### DATA SECTION:
----

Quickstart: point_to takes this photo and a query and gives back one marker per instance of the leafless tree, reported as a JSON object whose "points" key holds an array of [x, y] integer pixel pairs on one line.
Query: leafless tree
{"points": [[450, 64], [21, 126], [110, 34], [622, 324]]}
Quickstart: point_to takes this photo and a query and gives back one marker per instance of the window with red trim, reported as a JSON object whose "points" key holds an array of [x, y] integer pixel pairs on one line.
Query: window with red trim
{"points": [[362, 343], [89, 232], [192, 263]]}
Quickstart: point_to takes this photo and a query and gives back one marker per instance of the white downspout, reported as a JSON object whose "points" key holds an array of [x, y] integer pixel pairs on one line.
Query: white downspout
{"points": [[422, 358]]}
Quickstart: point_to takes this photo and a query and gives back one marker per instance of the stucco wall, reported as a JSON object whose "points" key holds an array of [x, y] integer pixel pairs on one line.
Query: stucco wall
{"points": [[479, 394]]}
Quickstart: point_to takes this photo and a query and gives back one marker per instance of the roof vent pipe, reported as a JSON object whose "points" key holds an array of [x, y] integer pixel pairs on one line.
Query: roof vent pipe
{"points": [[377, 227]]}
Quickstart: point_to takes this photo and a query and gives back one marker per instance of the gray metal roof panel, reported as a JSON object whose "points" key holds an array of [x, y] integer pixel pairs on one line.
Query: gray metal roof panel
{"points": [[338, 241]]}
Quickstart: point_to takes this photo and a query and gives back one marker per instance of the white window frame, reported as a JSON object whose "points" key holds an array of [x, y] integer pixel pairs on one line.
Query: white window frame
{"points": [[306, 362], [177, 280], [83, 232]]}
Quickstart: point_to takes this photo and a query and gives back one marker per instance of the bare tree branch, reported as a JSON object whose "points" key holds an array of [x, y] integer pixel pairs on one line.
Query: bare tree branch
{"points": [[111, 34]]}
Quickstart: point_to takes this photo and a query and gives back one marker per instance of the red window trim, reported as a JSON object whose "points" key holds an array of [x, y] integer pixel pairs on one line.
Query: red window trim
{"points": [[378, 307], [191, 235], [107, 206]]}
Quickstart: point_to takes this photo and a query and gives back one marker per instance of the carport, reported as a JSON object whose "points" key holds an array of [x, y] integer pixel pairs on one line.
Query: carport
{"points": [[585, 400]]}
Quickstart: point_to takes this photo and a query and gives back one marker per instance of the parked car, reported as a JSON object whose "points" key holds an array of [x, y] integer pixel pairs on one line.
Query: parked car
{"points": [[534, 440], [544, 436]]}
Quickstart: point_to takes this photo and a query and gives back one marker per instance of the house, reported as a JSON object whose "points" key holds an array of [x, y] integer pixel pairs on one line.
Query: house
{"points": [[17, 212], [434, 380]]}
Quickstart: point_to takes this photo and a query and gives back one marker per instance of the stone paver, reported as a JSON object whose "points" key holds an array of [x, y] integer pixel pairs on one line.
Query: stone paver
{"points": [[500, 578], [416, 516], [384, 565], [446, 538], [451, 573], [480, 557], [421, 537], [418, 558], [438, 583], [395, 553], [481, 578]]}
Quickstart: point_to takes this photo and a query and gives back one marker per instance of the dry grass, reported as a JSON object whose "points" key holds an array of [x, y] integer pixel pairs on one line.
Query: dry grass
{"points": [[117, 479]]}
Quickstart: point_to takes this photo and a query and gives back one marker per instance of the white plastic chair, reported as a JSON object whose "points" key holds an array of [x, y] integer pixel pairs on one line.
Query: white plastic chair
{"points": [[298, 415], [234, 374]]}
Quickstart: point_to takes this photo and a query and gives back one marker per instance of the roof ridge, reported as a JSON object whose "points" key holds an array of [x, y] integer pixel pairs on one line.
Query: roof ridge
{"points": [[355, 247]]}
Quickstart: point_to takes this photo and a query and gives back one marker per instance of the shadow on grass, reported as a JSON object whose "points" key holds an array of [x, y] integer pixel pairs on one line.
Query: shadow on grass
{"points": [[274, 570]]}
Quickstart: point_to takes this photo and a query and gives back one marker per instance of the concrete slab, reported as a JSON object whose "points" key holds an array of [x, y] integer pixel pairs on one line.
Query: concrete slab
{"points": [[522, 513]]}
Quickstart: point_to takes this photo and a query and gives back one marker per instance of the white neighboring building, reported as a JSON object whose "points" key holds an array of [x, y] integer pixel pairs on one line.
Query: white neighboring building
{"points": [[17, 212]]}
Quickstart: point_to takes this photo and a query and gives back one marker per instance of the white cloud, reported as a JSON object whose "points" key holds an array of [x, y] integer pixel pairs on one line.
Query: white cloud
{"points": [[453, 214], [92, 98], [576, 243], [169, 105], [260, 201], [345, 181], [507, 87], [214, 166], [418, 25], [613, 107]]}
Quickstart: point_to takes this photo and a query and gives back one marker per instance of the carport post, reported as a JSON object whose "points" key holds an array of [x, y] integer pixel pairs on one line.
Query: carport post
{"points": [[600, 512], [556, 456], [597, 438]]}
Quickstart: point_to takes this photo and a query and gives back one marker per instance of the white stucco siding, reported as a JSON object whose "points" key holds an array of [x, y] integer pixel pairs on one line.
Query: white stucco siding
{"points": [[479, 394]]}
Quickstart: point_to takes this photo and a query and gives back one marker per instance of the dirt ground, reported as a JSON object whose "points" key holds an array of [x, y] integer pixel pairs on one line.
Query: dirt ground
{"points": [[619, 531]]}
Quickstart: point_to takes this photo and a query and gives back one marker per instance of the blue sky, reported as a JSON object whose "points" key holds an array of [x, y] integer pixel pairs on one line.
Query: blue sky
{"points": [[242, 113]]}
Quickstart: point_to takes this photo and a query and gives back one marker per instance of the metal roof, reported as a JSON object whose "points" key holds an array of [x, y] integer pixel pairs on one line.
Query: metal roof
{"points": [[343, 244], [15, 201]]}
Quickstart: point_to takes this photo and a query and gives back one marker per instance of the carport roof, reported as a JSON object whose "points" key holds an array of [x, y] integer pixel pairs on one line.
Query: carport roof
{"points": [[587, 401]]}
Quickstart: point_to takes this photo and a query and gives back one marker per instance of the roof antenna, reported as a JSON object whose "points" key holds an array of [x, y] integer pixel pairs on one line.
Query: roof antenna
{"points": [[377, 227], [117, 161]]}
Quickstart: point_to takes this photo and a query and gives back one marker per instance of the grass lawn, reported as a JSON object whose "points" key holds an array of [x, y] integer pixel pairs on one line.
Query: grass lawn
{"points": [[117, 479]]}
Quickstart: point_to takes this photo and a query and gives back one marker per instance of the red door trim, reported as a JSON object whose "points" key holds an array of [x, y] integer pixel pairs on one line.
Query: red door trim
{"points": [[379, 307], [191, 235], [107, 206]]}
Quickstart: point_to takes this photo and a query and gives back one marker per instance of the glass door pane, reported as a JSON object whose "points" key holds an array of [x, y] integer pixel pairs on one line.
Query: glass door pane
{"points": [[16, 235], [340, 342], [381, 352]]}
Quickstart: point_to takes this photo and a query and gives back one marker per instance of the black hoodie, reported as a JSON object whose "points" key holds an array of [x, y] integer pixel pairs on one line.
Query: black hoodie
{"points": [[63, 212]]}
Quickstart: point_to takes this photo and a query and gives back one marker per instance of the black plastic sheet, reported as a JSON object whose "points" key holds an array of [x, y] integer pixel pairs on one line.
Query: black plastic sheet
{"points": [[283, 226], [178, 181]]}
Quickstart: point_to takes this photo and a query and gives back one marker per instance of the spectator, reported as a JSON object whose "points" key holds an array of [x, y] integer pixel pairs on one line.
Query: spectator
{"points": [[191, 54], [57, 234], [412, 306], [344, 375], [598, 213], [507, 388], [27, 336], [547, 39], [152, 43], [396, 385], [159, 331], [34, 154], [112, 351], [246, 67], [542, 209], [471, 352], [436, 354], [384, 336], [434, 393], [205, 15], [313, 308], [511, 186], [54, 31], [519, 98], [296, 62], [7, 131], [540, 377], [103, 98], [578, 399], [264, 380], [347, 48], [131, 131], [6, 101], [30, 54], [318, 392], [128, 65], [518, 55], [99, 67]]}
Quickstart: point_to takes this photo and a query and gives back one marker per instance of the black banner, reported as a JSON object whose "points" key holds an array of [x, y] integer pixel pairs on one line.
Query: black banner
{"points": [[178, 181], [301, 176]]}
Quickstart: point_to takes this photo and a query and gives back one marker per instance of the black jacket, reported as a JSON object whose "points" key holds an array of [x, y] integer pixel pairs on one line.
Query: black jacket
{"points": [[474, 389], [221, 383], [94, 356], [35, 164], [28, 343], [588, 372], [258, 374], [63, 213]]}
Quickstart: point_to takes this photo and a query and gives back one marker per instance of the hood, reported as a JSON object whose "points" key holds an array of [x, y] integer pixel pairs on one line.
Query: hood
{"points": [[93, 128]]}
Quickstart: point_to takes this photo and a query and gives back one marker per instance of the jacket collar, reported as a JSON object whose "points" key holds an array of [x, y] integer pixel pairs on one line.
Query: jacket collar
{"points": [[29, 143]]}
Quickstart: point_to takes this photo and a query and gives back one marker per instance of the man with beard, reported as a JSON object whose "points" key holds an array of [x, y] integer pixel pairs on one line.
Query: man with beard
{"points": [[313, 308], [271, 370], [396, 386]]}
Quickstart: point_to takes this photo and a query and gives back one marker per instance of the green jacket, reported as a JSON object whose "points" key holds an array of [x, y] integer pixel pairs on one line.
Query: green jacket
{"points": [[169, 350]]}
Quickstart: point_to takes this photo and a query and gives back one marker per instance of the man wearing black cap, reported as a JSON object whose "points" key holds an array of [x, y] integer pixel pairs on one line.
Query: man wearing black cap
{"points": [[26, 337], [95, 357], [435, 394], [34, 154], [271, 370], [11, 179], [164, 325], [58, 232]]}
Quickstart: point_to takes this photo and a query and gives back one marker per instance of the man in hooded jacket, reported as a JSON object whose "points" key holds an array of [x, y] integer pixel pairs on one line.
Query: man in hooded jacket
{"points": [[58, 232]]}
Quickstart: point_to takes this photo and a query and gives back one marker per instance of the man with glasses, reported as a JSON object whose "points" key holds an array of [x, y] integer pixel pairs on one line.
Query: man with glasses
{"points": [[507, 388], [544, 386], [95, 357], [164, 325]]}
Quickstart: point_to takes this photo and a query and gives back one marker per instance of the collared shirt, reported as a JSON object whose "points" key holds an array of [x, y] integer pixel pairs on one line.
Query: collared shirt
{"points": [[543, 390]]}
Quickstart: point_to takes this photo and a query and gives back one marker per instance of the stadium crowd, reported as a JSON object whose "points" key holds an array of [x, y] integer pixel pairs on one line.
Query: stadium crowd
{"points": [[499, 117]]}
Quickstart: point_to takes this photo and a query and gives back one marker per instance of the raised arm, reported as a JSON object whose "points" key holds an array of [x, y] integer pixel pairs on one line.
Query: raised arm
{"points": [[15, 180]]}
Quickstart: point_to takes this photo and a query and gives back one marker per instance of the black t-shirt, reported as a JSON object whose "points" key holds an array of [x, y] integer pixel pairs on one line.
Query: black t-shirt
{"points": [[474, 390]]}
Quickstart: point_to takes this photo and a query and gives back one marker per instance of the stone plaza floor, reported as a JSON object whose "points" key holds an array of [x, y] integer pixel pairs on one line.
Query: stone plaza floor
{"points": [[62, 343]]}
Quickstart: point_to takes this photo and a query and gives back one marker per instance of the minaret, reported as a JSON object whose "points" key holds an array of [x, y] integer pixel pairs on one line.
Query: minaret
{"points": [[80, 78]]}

----

### EXERCISE:
Repeat the line that contains "with glasses, reported", then every line after it until the records end, with nothing added.

### WRITTEN RESPONSE:
Quickstart: point_to takes this photo and a query and gives back one marker per instance of the man with glasses, reported as a JSON object whose "points" key holds an array of [x, y] integer pixel pairs on one line.
Query: man with glasses
{"points": [[507, 388], [544, 386], [95, 357], [164, 325]]}
Quickstart: point_to takes this photo and a query and gives back one marker per instance of the collared shirt, reported as a JSON object whose "points" key holds an array of [x, y] integer pixel pairs on one line.
Query: collared shirt
{"points": [[543, 390]]}
Quickstart: point_to takes this photo and a query and gives back one marker per instance of the stadium crowd, reported as a JSON object whose "points" key holds an array of [x, y] integer pixel pairs on one line.
Query: stadium crowd
{"points": [[499, 117]]}
Quickstart: point_to takes this photo and a query and gives back one marker per instance of the raised arm, reported as a JSON object whose "points" key holds an array of [x, y] integer pixel pairs on one line.
Query: raised arm
{"points": [[15, 180]]}
Quickstart: point_to takes this photo and a query and gives back one marker per instance of the black t-shirt, reported as a JSON object whose "points" key holds an array of [x, y] integer pixel pairs on one line.
Query: black t-shirt
{"points": [[474, 390]]}
Quickstart: point_to takes this photo and a query and gives back one marker per instance of the stone plaza floor, reported as a JSON object whose "points" key holds an array of [x, y] integer pixel pairs on one line.
Query: stone plaza floor
{"points": [[62, 343]]}
Quickstart: point_to takes this photo and a query and gives back one marker per instance of the minaret, reported as a JSON object whose "points" key holds an array of [x, y] integer pixel pairs on one line.
Query: minaret
{"points": [[80, 78]]}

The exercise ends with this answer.